▸ What the task requires:
Transcribe exactly the line that contains "Return one point per instance of the soldier's" and every line after it through the end of the records, with nothing else.

[Natural-language object grounding data]
=== Begin Enclosure ===

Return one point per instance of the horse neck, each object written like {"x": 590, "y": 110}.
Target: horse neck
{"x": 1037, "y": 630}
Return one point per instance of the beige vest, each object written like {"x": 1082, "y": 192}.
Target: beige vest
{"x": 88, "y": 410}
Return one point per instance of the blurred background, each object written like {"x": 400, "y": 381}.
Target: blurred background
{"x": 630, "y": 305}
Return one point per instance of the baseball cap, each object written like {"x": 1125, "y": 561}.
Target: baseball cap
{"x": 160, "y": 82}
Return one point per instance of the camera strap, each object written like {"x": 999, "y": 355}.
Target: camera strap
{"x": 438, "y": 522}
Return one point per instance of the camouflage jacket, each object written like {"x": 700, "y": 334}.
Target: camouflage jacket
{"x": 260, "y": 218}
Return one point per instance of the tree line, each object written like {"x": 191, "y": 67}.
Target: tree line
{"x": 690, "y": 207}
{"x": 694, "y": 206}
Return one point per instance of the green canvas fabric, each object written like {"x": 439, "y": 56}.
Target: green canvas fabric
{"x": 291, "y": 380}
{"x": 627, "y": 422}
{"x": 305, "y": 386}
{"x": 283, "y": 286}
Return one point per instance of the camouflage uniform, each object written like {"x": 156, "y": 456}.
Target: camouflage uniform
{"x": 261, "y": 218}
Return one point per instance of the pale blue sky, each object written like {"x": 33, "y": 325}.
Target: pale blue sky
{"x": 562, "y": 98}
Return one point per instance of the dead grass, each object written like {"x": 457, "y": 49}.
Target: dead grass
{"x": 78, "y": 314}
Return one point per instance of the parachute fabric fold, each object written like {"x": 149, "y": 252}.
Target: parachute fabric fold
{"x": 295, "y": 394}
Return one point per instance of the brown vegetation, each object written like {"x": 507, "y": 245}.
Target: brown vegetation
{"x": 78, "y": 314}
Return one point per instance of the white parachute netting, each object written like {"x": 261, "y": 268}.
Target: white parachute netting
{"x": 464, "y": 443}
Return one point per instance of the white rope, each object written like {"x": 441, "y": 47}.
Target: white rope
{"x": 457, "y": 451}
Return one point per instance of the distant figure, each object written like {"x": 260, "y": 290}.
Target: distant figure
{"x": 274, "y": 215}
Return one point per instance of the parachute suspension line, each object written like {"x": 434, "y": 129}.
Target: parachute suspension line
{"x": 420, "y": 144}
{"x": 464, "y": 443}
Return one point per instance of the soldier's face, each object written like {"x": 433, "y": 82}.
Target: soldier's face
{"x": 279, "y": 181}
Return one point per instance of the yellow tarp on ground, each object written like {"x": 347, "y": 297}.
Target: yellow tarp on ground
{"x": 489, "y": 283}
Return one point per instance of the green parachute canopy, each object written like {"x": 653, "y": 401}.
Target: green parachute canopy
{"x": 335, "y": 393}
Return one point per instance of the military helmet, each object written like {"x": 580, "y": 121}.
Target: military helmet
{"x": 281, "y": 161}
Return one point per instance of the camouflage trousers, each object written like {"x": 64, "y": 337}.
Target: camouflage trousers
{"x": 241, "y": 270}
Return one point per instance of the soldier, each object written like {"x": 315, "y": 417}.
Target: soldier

=== End Enclosure ===

▸ Expected output:
Return one point per instance of the soldier's face, each object written like {"x": 433, "y": 82}.
Target: soldier's face
{"x": 279, "y": 181}
Return one point per instance of the yellow tarp on ground, each object written like {"x": 347, "y": 297}.
Target: yellow tarp on ground
{"x": 489, "y": 283}
Return one point per instance of the green parachute canopy, each object written like {"x": 653, "y": 401}.
Target: green parachute canopy
{"x": 335, "y": 393}
Return one point per instance of the military helmet, each object written like {"x": 580, "y": 121}.
Target: military helmet
{"x": 281, "y": 161}
Return one point per instance of the camouflage trousers, each object written like {"x": 64, "y": 337}.
Target: camouflage trousers
{"x": 241, "y": 270}
Return one point per instance of the soldier, each object written like {"x": 315, "y": 417}.
Target: soldier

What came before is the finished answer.